:: Input material ::

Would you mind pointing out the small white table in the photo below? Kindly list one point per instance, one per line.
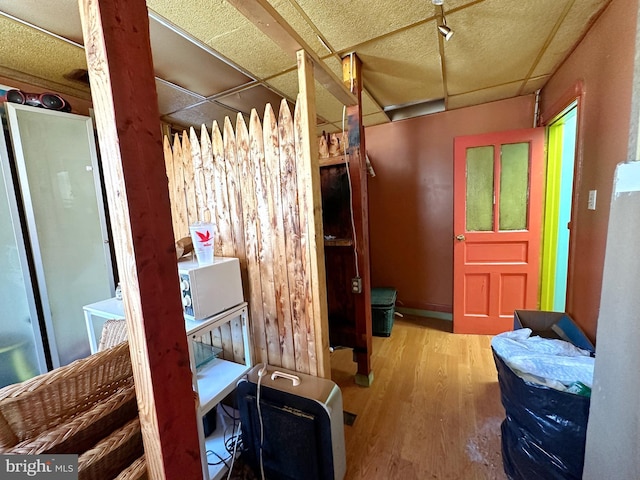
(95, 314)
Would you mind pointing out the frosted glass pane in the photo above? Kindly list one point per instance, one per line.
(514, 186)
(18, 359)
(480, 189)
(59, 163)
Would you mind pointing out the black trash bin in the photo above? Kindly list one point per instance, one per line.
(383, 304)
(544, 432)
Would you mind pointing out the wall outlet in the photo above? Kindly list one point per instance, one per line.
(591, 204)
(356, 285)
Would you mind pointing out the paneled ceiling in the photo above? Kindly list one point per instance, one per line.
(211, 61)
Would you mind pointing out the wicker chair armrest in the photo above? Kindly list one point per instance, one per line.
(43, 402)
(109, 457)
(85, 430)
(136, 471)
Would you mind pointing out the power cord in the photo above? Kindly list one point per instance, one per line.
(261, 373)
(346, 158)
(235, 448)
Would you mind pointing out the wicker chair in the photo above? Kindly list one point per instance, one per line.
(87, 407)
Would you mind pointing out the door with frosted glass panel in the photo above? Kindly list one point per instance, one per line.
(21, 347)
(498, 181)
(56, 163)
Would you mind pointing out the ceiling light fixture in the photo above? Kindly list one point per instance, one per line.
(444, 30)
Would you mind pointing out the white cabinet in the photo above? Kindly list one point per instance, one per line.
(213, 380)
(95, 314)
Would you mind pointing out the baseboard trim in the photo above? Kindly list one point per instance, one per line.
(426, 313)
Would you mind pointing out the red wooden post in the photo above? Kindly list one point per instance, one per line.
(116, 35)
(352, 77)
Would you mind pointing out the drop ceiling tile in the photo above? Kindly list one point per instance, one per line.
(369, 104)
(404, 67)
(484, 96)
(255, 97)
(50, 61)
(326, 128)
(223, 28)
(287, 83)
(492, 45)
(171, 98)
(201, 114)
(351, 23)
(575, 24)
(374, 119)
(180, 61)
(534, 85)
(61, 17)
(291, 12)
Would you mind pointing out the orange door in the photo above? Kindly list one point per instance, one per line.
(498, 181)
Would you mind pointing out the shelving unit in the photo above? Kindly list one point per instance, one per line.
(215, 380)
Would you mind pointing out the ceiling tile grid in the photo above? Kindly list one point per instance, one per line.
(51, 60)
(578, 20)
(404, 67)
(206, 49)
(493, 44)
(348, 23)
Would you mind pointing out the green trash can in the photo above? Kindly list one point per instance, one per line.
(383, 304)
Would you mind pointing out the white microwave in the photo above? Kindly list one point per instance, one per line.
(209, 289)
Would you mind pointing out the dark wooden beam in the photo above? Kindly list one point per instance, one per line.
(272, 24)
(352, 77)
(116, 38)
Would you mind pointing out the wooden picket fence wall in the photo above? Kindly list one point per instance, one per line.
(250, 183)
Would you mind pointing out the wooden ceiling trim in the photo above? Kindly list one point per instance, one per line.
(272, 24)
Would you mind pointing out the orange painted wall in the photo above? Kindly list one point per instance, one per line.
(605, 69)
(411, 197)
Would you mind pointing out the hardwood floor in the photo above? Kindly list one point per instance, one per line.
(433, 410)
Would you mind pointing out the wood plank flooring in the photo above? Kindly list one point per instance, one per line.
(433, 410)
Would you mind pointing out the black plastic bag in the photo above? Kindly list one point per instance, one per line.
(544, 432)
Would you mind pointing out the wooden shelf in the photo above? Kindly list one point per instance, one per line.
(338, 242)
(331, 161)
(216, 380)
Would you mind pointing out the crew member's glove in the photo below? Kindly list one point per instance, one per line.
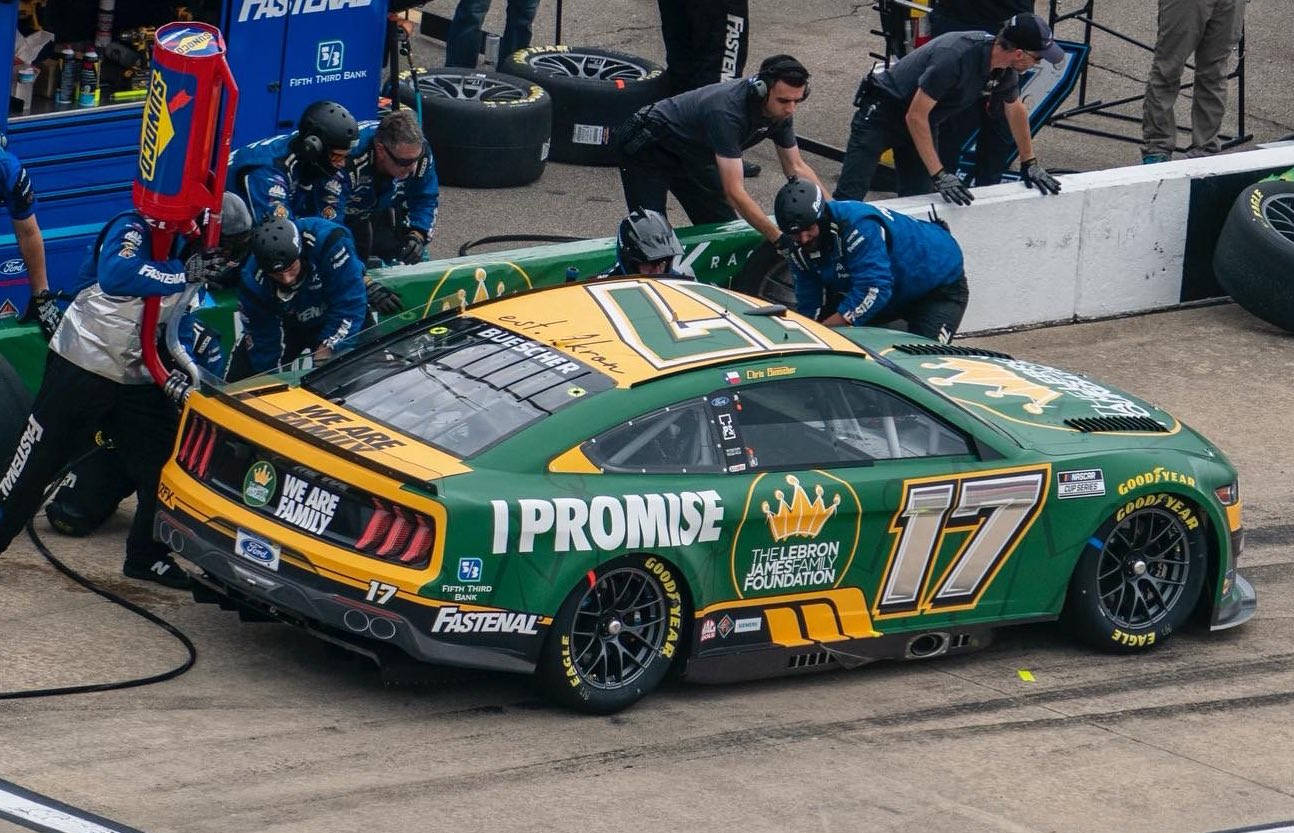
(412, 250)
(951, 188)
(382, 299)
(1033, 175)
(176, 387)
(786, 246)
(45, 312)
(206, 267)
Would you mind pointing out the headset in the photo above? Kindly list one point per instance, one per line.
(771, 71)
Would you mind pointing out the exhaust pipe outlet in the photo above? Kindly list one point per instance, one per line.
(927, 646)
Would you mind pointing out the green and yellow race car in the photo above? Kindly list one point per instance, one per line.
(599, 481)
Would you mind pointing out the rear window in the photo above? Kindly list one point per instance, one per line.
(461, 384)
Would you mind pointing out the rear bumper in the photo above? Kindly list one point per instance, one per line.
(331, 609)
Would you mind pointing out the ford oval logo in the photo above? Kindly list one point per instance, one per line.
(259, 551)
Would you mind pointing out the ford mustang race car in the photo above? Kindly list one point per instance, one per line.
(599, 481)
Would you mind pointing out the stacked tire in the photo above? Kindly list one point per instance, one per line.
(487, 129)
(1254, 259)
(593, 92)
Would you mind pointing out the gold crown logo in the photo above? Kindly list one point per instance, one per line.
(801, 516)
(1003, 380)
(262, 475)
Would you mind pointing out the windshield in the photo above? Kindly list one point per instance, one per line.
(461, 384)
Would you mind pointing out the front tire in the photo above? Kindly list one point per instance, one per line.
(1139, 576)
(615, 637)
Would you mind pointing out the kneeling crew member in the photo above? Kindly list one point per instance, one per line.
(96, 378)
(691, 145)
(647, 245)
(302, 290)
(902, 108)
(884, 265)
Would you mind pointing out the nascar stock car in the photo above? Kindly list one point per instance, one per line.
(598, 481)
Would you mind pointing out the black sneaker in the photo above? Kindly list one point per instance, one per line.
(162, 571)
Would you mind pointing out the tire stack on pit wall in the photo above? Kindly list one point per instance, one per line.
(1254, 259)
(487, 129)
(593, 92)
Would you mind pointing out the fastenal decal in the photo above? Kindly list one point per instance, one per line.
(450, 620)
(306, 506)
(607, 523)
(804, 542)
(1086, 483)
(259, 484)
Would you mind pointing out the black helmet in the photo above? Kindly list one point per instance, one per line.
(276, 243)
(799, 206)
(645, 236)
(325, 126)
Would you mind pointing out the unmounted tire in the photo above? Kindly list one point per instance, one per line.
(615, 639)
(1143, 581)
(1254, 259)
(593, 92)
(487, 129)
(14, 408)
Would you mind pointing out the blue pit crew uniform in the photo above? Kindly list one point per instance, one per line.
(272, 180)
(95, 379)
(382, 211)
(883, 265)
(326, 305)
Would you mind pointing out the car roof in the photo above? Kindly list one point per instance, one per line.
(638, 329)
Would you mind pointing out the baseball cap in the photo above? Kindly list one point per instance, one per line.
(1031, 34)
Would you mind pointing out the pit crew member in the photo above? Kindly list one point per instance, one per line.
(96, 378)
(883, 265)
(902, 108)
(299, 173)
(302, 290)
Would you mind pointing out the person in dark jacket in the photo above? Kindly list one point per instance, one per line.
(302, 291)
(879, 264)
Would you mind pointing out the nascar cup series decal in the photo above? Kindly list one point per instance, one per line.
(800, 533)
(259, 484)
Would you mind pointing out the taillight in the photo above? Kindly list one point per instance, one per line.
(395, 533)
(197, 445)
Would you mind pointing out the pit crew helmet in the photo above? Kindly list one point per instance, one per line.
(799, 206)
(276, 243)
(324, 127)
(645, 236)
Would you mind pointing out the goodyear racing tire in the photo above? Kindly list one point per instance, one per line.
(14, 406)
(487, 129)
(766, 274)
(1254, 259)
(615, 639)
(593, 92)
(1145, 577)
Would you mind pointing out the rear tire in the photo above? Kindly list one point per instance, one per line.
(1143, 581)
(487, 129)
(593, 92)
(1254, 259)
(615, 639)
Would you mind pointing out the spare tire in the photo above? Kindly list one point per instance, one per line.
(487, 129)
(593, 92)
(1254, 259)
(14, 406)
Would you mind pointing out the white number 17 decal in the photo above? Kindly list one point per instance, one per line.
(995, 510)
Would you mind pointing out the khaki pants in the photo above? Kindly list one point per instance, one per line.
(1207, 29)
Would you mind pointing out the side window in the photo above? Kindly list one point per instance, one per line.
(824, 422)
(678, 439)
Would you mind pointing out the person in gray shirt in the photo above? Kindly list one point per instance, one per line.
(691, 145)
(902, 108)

:: Exercise aim ::
Give back exactly the lines that run from the line with "Would you mind pointing out the spare" through the close of the material, counting both ends, and nothing more.

:: Finished answer ::
Would you mind pointing out the spare tire in the photo above? Kindly list one point per instance, one per line.
(487, 129)
(593, 92)
(1254, 259)
(14, 406)
Would you mind pointing out the white number 17 decal in the photo above? Kindly list one point per instance, one per line.
(995, 510)
Would you mind pointing out the khaki pants in the photo above? Kindly list one point per instance, one per line.
(1207, 29)
Would you mind pointing out the side window in the photo above? Kindly list one point per instance, one per line.
(824, 422)
(678, 439)
Would you mind pointing out the person in gray shirt in the photo above? Kindly list one point per instance, one per line.
(691, 145)
(902, 108)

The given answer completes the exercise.